GOAL: Update the part of the records that opens with the line containing "Accessibility service: describe the location of horse for" and closes with the line containing "225,223 -> 238,244", replacing "visually impaired user" with "low-vision user" and leaving everything else unchanged. Return only those lines.
# # # # # # #
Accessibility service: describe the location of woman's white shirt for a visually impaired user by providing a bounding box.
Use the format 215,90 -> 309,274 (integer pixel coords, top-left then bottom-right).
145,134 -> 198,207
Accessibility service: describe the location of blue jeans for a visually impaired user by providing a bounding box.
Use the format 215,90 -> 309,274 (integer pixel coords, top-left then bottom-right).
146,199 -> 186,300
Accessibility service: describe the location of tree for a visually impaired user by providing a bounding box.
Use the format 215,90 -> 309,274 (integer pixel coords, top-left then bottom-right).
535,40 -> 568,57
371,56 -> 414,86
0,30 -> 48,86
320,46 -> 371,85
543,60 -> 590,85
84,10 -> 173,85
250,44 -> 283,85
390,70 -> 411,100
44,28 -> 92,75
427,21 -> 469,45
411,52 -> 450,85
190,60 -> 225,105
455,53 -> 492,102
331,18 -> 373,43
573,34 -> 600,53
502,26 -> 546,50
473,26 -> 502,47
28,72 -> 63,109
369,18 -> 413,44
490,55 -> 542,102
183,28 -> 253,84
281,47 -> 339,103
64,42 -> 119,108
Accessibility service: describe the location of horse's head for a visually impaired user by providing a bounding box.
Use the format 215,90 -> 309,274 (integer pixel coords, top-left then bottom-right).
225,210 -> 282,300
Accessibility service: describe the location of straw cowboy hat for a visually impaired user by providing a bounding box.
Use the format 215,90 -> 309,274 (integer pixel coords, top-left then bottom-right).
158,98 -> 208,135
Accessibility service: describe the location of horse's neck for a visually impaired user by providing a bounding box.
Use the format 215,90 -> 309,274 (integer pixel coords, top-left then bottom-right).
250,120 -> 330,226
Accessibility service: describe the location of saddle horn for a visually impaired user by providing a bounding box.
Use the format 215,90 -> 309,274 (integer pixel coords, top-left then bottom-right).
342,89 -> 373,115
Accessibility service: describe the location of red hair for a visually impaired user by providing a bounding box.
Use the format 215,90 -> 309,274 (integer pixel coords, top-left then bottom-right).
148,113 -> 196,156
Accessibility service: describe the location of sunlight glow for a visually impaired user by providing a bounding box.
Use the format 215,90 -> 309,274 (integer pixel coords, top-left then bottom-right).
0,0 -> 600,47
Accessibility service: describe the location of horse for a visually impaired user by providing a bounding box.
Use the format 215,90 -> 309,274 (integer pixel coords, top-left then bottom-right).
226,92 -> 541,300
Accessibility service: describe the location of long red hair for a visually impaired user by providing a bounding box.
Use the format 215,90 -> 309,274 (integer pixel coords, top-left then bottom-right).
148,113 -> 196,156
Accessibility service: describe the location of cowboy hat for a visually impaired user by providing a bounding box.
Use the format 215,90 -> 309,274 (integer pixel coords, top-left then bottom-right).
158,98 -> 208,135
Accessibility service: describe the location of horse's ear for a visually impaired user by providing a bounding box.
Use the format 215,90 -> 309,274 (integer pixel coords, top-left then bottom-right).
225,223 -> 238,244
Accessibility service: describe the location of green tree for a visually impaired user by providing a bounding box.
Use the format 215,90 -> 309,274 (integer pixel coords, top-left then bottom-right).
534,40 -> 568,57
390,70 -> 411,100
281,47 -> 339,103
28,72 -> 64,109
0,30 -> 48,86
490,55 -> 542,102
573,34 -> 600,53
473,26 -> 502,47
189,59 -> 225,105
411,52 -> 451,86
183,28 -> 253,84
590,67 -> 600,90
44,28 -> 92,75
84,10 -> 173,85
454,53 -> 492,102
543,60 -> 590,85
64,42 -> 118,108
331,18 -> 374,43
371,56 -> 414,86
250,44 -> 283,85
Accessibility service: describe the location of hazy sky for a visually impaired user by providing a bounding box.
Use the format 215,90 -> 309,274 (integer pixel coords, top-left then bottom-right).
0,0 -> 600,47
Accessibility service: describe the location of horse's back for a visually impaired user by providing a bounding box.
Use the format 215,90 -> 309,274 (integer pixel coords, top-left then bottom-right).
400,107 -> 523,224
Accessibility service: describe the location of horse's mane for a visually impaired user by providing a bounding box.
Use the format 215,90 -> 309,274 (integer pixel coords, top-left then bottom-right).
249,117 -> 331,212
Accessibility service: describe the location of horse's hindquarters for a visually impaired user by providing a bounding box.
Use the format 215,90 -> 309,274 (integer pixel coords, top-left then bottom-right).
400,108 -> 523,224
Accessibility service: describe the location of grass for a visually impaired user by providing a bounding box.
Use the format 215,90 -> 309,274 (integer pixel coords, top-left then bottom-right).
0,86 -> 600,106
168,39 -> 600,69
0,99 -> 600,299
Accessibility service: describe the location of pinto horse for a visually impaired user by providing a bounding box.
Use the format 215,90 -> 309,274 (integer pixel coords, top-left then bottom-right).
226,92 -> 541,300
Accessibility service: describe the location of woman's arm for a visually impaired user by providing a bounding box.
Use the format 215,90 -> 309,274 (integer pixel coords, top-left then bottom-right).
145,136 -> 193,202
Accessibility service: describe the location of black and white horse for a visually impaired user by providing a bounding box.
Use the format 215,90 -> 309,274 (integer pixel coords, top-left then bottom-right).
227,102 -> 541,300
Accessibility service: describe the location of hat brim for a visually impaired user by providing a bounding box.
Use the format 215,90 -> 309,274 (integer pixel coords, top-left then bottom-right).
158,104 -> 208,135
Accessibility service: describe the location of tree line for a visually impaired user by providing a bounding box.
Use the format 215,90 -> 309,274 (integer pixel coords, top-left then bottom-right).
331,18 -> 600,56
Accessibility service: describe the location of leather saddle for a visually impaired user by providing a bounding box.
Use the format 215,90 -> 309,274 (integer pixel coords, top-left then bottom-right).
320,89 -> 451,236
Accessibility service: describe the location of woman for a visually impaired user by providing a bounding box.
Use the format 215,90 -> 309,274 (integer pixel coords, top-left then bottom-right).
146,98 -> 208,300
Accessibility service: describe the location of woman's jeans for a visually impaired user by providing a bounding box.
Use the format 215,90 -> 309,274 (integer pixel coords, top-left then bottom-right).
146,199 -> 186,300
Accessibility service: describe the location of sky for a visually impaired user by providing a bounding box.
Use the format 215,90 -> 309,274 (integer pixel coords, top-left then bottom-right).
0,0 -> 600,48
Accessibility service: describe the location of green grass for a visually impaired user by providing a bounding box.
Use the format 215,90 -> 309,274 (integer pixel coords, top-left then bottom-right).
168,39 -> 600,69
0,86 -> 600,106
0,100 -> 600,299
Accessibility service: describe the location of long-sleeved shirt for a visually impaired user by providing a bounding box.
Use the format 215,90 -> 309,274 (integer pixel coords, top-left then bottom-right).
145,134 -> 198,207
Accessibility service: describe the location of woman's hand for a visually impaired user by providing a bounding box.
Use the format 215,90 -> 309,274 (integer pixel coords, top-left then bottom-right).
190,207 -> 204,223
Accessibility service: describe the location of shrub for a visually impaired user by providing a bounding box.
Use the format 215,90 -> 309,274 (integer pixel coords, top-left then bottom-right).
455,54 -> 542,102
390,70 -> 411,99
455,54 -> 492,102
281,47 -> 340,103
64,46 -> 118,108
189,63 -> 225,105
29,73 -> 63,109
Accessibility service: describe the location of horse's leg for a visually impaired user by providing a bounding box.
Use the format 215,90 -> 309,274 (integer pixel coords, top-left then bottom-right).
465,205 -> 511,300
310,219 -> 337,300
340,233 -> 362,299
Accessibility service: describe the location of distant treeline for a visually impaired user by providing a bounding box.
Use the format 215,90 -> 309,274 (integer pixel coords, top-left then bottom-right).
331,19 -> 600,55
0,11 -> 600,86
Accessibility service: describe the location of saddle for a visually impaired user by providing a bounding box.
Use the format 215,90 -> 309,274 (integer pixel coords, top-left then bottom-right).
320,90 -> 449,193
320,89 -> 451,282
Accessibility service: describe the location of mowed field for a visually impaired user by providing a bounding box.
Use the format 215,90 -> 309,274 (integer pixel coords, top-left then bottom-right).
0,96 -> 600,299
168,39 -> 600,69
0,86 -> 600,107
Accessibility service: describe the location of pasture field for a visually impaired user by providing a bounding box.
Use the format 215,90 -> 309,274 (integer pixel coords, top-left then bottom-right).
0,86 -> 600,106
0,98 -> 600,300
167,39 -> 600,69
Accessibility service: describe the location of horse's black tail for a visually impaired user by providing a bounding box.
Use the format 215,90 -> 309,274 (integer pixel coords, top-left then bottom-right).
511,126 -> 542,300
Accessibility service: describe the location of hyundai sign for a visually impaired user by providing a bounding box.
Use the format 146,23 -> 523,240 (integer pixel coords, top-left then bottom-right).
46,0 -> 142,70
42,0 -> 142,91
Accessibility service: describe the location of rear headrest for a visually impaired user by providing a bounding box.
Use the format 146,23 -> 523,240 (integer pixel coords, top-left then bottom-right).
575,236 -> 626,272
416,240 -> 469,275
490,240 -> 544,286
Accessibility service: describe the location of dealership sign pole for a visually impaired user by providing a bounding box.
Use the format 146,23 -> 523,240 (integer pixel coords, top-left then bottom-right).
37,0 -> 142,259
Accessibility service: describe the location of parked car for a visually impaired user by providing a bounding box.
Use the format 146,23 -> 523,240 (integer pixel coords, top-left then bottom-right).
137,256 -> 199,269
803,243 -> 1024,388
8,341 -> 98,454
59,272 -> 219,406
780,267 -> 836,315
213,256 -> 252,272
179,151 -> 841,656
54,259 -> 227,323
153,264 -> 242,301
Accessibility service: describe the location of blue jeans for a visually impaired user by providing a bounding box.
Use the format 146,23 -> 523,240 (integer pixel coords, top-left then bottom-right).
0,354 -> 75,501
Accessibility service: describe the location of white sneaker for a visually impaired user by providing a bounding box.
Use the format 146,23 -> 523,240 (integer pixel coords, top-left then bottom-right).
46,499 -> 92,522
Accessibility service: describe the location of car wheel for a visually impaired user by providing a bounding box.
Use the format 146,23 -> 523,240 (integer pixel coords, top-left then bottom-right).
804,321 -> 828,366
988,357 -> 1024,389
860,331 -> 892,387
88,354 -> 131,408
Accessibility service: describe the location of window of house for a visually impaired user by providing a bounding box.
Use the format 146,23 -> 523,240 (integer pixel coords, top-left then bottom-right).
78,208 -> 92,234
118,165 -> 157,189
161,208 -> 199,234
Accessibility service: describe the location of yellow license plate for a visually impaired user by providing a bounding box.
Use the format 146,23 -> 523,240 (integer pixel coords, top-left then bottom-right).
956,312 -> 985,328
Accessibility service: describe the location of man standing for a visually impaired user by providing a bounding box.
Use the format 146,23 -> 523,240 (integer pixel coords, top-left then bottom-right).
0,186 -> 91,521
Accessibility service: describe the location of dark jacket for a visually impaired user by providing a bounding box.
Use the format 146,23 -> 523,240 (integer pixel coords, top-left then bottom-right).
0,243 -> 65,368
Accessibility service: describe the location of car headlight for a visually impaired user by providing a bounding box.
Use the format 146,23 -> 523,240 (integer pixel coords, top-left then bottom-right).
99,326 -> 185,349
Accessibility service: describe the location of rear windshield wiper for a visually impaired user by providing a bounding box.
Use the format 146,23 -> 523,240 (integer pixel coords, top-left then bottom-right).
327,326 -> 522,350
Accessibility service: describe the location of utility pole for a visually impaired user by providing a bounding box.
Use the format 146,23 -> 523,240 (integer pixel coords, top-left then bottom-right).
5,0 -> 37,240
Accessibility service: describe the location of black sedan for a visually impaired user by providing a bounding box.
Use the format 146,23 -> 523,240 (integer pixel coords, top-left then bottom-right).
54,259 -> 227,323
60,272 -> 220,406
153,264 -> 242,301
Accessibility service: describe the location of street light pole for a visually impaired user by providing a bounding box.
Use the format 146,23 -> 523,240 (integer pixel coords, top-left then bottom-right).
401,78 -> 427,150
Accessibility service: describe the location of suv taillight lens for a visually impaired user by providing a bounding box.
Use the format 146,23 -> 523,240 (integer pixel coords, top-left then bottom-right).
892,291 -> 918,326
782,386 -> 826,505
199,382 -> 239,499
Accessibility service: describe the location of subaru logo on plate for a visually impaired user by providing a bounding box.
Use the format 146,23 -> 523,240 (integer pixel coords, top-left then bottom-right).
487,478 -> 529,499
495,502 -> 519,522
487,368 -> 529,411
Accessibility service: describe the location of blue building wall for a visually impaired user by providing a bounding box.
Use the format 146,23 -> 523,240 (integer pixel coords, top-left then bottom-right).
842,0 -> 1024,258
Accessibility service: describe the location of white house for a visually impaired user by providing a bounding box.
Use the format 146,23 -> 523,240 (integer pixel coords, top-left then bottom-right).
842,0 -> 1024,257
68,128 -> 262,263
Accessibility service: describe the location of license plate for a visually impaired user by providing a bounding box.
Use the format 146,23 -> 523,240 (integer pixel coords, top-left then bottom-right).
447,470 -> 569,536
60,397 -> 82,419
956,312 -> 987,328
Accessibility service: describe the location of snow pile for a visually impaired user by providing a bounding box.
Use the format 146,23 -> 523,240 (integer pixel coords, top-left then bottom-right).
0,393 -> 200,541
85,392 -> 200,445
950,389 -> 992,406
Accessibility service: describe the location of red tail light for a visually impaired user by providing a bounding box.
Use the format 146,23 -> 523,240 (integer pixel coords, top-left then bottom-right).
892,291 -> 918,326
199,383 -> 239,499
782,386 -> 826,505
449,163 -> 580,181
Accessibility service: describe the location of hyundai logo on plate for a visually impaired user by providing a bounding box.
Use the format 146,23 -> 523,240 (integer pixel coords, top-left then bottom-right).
# # # # # # #
SOLUTION:
Accessibility service: describe the location of horse for a low-vision user by providing a bounding box.
Use the format 215,90 -> 309,274 (integer pixel coords, top-left then bottom-right).
226,92 -> 541,300
Accessibility service: describe the location of long red hair for a low-vision user by providing a bounding box.
Use the format 215,90 -> 309,274 (integer pixel coords, top-left then bottom-right).
148,113 -> 196,156
Accessibility service: describe the location of cowboy hat for a low-vision user by providing a bounding box.
Use the format 215,90 -> 309,274 (integer pixel coords, top-left then bottom-right).
158,98 -> 208,135
Accessibility service: describe the location of horse's ear for a low-vision user by providing a bounding box.
Use the format 215,90 -> 309,274 (integer pixel coords, top-left then bottom-right).
225,223 -> 238,244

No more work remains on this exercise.